İş görüşmesiymiş!

*Saat sabahın 5ini gösterdi ama bozuk uyku düzeninin vermiş olduğu yan etkiler sonrası ayaktayım. Garip bir furyaya kapıldım, yapmamam gerekeni yaptım ve FM2005 yükledikten sonra saatlerimi Liverpool'un hocası olarak harcadım, sonunda ültimatomu verince kovuldum.



*Cuma sabahının o hengamesi içerisinde böylesi bir açıyı yakalayabileceğim aklıma gelmezdi. Çok sanatsal fotodur bu yukarıda gördüğünüz. Her ne kadar bir cep telefonu vasıtasıyla çekilmiş olsa da.

__Alıştırma yönergesi__
Yukarıdaki verilen metni baştan sona, hiçbir değişiklik yapmadan yeniden yazın.

__Kayıt alıntıları__

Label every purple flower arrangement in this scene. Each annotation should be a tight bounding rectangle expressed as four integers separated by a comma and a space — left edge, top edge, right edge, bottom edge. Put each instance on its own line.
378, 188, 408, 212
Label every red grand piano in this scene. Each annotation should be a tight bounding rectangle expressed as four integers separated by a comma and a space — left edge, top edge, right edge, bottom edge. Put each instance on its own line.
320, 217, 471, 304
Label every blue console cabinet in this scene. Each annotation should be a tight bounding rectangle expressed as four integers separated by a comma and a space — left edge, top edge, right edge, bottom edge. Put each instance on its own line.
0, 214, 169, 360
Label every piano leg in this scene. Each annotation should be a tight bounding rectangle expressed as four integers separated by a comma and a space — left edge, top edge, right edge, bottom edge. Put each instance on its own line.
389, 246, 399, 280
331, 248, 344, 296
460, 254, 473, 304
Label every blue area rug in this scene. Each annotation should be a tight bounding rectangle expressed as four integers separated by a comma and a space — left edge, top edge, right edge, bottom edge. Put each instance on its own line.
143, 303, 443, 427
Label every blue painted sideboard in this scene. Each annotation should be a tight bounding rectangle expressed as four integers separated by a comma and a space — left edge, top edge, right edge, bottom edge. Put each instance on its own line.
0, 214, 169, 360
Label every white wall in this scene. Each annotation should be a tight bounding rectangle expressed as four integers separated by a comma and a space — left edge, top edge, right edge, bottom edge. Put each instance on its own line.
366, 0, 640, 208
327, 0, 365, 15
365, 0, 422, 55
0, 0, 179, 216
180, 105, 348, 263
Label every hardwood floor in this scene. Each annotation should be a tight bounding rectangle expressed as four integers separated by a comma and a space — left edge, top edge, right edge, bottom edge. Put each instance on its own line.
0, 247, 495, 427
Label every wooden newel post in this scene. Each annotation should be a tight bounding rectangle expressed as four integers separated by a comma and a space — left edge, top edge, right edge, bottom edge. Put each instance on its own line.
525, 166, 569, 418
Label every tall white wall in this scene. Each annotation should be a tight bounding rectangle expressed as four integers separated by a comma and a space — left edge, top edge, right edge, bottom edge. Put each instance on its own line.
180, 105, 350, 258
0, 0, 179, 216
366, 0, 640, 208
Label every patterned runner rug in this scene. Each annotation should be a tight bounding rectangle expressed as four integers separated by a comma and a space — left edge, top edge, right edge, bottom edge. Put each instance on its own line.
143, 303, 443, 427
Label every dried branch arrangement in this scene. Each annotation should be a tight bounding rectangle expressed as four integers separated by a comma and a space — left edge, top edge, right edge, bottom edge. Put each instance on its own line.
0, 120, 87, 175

__Alıştırma yanıtı__
İş görüşmesiymiş!

*Saat sabahın 5ini gösterdi ama bozuk uyku düzeninin vermiş olduğu yan etkiler sonrası ayaktayım. Garip bir furyaya kapıldım, yapmamam gerekeni yaptım ve FM2005 yükledikten sonra saatlerimi Liverpool'un hocası olarak harcadım, sonunda ültimatomu verince kovuldum.



*Cuma sabahının o hengamesi içerisinde böylesi bir açıyı yakalayabileceğim aklıma gelmezdi. Çok sanatsal fotodur bu yukarıda gördüğünüz. Her ne kadar bir cep telefonu vasıtasıyla çekilmiş olsa da.